→ Supplied records:
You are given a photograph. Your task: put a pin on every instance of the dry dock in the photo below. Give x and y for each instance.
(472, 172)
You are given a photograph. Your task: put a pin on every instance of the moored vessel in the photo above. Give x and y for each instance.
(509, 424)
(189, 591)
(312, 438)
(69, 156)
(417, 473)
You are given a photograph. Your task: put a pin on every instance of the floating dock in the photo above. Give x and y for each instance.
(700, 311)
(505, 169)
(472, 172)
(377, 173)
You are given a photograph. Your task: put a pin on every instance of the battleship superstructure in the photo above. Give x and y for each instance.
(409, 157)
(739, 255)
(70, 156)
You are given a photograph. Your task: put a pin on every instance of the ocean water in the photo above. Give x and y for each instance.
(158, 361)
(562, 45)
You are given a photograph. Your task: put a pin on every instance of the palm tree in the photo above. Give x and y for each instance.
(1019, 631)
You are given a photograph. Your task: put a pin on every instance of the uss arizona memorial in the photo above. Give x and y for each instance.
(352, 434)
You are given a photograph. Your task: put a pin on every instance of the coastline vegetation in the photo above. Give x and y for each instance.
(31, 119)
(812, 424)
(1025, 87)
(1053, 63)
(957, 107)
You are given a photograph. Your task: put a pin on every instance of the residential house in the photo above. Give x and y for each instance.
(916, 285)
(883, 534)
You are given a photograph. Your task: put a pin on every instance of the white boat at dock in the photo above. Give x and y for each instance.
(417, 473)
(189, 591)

→ Aim: Starting from the line with "of the coastline" and ending with the final line of the data, quote every line exactly, both ends included.

→ Right answer:
You are given a photograph. Your task: put a pin on every instance of the coastline vegetation in the photo above. Give x and y for each instance.
(31, 119)
(812, 424)
(1025, 87)
(1053, 63)
(957, 107)
You are given a photograph. Your task: put a pin on every instance of the residential house in the photo above. Give x and y for each instance.
(916, 285)
(883, 534)
You are given a photograph. Your task: put a pin on every instance of the white boat at dock in the photo above. Give x and y for each instance.
(417, 473)
(189, 591)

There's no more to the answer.